SOURCE PASSAGE ->
----
COVID-19: Brits turn to corner shops for essentials

Eir NolsoeData Journalist
April 17, 2020, 1:45 PM UTC

Brits are making fewer trips to all types of food stores, but nearly a quarter say they’ve shopped more in corner shops since the lockdown

YouGov research shows that while over a third of Brits have shopped less frequently at their local corner shop since the lockdown came into effect three weeks ago, 23% have in fact used it more.

This is the largest uptick among all the shop types in the survey. The figures seem to support news reports of Brits turning to corner shops as supermarkets struggle to keep up with increased demand as a result of the coronavirus outbreak.

The second largest increase is in online groceries delivery despite many supermarkets turning new customers away. One in six Brits (16%) have bought groceries online more frequently since the lockdown, while a quarter have done it less than they normally would. This is the smallest net difference (-8) in the survey.

Supermarkets see the largest drop, with 61% of Brits saying they’ve been less frequently since the lockdown. Only one in eleven shoppers (9%) say they’ve made more trips than they otherwise would.

Two in five people (40%) also say they’ve used takeaway food services less while 9% have ordered takeaway food more often in the past three weeks.
----
PROVIDED MATERIAL ->
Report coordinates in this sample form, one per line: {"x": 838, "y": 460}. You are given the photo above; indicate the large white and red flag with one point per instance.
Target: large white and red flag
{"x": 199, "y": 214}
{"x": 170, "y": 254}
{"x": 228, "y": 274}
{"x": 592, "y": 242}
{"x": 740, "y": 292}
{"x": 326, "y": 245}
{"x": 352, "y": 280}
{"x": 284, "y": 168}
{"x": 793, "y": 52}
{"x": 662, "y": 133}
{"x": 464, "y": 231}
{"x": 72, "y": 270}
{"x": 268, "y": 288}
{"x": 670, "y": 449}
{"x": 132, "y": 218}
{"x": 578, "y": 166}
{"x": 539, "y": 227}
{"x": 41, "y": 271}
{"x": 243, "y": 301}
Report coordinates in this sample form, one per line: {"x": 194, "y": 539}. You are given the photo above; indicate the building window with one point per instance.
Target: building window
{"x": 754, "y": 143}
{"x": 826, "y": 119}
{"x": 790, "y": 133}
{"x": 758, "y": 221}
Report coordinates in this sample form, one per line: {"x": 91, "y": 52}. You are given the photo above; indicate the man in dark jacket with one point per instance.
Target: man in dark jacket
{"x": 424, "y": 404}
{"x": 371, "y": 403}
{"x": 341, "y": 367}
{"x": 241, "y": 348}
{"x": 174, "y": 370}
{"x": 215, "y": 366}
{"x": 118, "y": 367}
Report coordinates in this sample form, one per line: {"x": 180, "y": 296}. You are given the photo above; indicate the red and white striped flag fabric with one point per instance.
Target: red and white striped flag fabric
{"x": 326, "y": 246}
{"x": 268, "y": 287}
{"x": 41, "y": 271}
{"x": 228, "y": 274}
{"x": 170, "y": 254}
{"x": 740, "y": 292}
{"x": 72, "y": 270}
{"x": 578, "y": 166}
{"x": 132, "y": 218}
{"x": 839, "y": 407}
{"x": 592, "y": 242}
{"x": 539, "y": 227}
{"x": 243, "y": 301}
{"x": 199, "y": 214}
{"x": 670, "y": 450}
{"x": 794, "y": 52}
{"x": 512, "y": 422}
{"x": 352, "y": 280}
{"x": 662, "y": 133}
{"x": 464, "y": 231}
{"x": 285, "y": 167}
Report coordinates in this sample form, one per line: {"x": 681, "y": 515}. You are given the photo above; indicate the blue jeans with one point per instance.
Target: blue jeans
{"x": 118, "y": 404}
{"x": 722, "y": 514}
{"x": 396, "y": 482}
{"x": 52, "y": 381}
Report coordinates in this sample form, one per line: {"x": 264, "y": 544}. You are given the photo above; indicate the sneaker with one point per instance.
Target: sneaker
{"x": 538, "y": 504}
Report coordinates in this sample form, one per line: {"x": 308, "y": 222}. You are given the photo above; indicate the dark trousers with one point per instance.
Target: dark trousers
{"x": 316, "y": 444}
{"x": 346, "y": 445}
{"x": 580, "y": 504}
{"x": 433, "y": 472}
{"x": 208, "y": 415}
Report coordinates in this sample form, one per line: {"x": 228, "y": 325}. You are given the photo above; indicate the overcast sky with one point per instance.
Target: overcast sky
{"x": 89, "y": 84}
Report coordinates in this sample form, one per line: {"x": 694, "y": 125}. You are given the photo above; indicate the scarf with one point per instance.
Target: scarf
----
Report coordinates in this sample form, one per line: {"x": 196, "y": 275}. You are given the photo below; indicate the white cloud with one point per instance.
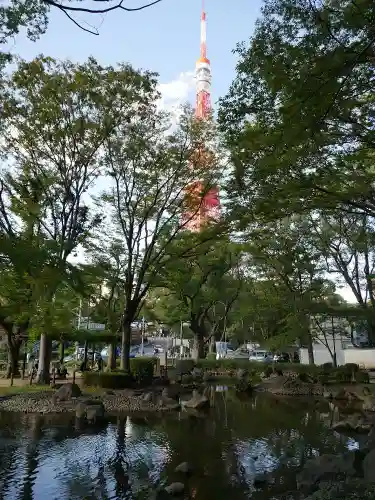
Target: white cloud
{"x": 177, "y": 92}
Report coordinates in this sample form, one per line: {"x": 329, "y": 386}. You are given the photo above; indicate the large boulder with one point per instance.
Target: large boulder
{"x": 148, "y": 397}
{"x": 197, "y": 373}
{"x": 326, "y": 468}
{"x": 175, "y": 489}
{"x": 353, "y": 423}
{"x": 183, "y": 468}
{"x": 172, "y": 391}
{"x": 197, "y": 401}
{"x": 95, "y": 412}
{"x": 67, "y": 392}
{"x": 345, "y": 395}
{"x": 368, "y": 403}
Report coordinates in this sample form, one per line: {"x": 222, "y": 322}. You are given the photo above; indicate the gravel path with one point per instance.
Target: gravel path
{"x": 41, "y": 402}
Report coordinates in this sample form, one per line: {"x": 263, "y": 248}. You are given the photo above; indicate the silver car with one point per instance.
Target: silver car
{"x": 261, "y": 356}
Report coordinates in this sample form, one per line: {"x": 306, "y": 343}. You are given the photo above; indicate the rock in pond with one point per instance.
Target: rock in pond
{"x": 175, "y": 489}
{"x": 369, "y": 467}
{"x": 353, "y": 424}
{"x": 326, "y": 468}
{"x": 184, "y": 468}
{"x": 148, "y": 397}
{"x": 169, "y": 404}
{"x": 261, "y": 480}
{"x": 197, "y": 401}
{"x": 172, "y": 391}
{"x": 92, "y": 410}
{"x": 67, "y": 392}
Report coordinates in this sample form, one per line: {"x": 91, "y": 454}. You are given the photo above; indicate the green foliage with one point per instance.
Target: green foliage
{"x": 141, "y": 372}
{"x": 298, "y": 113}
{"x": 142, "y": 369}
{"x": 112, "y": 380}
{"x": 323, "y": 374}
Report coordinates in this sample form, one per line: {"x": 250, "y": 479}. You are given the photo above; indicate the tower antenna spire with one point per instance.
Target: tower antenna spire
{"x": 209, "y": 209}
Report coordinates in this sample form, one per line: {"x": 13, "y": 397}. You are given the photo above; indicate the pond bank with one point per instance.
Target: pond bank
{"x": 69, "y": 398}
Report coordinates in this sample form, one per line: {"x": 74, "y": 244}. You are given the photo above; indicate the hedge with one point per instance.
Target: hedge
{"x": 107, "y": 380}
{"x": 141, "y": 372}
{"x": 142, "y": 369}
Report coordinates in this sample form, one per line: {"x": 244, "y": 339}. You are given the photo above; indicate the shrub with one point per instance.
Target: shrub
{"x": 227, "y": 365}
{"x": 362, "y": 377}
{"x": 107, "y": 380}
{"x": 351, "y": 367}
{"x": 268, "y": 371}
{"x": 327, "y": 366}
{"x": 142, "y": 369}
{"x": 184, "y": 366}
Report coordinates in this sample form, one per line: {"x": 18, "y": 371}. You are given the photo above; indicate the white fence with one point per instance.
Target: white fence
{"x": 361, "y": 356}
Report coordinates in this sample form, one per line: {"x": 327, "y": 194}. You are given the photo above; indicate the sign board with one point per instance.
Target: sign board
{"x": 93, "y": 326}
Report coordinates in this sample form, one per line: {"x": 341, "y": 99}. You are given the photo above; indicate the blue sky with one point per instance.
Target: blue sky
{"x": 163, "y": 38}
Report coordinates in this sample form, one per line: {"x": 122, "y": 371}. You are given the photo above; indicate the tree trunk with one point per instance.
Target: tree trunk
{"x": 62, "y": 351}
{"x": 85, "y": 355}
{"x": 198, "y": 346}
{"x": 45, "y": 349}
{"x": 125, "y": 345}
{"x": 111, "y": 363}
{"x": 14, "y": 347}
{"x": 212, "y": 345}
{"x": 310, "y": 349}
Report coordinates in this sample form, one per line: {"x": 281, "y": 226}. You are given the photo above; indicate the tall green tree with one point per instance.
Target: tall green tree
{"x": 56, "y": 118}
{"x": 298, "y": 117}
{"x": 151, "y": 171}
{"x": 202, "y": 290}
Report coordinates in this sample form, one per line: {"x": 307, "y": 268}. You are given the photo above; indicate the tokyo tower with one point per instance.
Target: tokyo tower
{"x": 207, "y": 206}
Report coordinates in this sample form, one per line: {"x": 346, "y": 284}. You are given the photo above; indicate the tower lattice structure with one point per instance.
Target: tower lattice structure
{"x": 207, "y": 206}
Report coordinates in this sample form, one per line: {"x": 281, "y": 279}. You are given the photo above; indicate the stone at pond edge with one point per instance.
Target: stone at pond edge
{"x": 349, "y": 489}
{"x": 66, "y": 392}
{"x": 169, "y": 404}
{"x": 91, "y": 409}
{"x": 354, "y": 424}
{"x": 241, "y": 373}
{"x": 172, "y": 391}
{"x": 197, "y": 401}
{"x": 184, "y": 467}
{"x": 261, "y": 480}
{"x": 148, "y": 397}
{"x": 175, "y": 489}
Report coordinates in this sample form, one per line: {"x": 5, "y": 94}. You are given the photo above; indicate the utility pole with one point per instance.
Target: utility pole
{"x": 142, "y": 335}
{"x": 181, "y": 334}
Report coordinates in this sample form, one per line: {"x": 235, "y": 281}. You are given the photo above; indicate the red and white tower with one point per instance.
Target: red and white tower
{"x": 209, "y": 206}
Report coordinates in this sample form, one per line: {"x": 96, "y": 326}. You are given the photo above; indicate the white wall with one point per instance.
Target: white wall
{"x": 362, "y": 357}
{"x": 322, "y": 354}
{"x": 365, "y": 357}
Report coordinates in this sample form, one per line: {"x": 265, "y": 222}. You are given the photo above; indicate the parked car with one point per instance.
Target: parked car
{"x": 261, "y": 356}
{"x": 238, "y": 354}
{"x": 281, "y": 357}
----
EXERCISE PROMPT -> Write out everything in the corner shops article from "The second largest" down to "past three weeks.", word for word.

OUTPUT FOR THIS TASK ->
The second largest increase is in online groceries delivery despite many supermarkets turning new customers away. One in six Brits (16%) have bought groceries online more frequently since the lockdown, while a quarter have done it less than they normally would. This is the smallest net difference (-8) in the survey.

Supermarkets see the largest drop, with 61% of Brits saying they’ve been less frequently since the lockdown. Only one in eleven shoppers (9%) say they’ve made more trips than they otherwise would.

Two in five people (40%) also say they’ve used takeaway food services less while 9% have ordered takeaway food more often in the past three weeks.